(Region pointing data)
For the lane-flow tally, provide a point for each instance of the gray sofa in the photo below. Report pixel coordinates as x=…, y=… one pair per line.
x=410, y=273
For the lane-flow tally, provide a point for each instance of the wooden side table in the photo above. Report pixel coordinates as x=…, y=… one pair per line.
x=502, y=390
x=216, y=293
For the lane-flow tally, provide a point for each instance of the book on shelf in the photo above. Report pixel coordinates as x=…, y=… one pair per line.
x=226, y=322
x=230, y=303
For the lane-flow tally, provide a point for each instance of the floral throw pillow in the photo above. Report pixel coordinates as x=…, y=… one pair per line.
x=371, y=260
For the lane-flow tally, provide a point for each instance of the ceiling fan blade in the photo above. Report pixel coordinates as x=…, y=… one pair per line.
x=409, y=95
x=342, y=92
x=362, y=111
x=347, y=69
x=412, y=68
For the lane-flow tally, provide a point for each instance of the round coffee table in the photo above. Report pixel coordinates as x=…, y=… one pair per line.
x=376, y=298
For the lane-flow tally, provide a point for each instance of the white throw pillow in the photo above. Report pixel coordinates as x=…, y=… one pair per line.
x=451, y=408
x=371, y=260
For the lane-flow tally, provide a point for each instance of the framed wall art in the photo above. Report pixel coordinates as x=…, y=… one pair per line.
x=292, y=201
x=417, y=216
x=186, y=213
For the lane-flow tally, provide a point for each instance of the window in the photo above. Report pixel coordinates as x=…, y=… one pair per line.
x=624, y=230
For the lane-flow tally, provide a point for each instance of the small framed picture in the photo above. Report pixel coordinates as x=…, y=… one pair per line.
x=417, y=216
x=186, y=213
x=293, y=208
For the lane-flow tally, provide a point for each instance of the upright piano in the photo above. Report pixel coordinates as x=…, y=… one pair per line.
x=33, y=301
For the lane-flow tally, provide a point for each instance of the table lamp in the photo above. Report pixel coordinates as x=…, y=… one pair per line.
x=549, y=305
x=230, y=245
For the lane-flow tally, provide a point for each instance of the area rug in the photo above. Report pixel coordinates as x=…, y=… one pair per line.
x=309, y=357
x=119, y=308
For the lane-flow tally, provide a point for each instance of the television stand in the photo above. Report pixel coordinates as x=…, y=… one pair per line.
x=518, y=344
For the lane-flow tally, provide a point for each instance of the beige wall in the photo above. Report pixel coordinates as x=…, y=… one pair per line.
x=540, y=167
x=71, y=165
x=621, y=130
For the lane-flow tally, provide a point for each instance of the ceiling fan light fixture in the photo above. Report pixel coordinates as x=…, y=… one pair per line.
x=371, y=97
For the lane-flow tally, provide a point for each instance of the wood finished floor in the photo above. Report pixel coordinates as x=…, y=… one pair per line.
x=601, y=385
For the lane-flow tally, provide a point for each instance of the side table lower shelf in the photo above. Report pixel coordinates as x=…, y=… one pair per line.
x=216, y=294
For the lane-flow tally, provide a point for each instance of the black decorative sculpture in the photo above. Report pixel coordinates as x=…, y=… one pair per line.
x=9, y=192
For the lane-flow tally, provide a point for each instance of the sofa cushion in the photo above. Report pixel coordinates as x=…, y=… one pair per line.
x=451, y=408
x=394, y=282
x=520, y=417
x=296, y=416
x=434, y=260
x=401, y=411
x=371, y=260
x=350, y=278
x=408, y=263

* _Task requirements_
Every line of data must be returned unchanged.

* _Reply_
For the lane-flow tally, provide a point for each instance of the gray sofa in the photo below. Report pixel coordinates as x=…, y=… one pair per line.
x=410, y=273
For the lane-flow tally, provide a point for each instance of the wooden side table in the photo above. Report pixel coordinates as x=…, y=… one pair per line.
x=502, y=390
x=216, y=293
For the lane-flow tally, provide a point for each instance of the book on shelf in the photo above. Report pixel coordinates as x=…, y=… one pair per line.
x=226, y=322
x=230, y=303
For the lane-flow tally, provide a point for each instance of the floral throw pillow in the photo above. Report pixel coordinates as x=…, y=… one pair per line.
x=371, y=260
For the lane-flow tally, provide a point for each instance of the ceiling fan blade in the photo above. Report pixel coordinates as x=…, y=… one pair per line.
x=409, y=95
x=342, y=92
x=362, y=111
x=347, y=69
x=412, y=68
For the lane-flow tally, provide a point for each instance of the round coffee table in the photo above. Report pixel coordinates as x=…, y=… one pair per line.
x=376, y=298
For the lane-flow tally, provide a point for each instance of the white throw pillow in the photo above. Report pixel coordinates as x=…, y=… one pair per line.
x=451, y=408
x=371, y=260
For the lane-flow tally, provide a point for each instance of the framed wall art in the photo above. Report pixel coordinates as x=…, y=… one pair per line.
x=292, y=201
x=417, y=216
x=186, y=213
For the lane-flow tally, provide a point for each instance of the window in the photo above. Report pixel coordinates as x=…, y=… one pair per line.
x=624, y=230
For the lane-flow tally, provide a point for each instance of the small framed picture in the photo above. Report pixel coordinates as x=…, y=… one pair per line.
x=417, y=216
x=186, y=213
x=293, y=208
For the lane-flow tally, provide a point for each instance of the upright piano in the photo above. Report pixel coordinates as x=…, y=… one pair per line.
x=33, y=301
For the lane-flow tally, provide a point for each instance of the table lamp in the photo above. Report pixel coordinates as x=…, y=… one pair per line.
x=549, y=305
x=230, y=245
For the lane-flow tally, provide a point for each instance of the area rug in the photo above. Report pixel coordinates as x=…, y=… one pair per line.
x=309, y=357
x=119, y=308
For the lane-flow tally, provide a point for each instance of the television stand in the photo above. Report pixel coordinates as x=…, y=… one pair per line.
x=518, y=344
For the lane-flow tally, provide a point for each instance of the beige wall in the photo above. Report pixel coordinates as x=…, y=… one pair per line.
x=540, y=167
x=71, y=165
x=621, y=130
For the lane-flow tally, provide a point for each instance of the ceiling fan light fixture in the photo above. Report pixel coordinates as x=…, y=… one pair per line.
x=371, y=97
For the lane-flow tally, provide a point for each instance of the wood finished floor in the photo above. Report pixel coordinates as x=…, y=… one pair per line.
x=601, y=385
For the lane-flow tally, provide a point for each instance of the side table lower shelf in the photo above. Report pixel coordinates as x=…, y=… one pair per line.
x=216, y=294
For the lane-flow tally, provide a point for each instance of the black decorative sculpture in the photo above. Report pixel coordinates as x=…, y=… one pair per line.
x=9, y=192
For the lane-flow tally, provide a point for each instance of the sofa cushion in the photo above. Report pixel coordinates as x=…, y=… one pair per line.
x=451, y=408
x=394, y=282
x=520, y=417
x=296, y=416
x=434, y=260
x=401, y=411
x=371, y=260
x=350, y=278
x=408, y=263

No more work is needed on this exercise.